### PROVIDED INFORMATION
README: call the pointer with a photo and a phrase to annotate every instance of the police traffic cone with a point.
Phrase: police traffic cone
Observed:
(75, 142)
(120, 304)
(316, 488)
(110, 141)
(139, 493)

### EXERCISE INSTRUCTIONS
Every line containing the word "police" must be copied from the material above.

### SOLUTION
README: call the pointer with a photo and a phrase to annotate every instance of the police traffic cone with a point.
Phrase: police traffic cone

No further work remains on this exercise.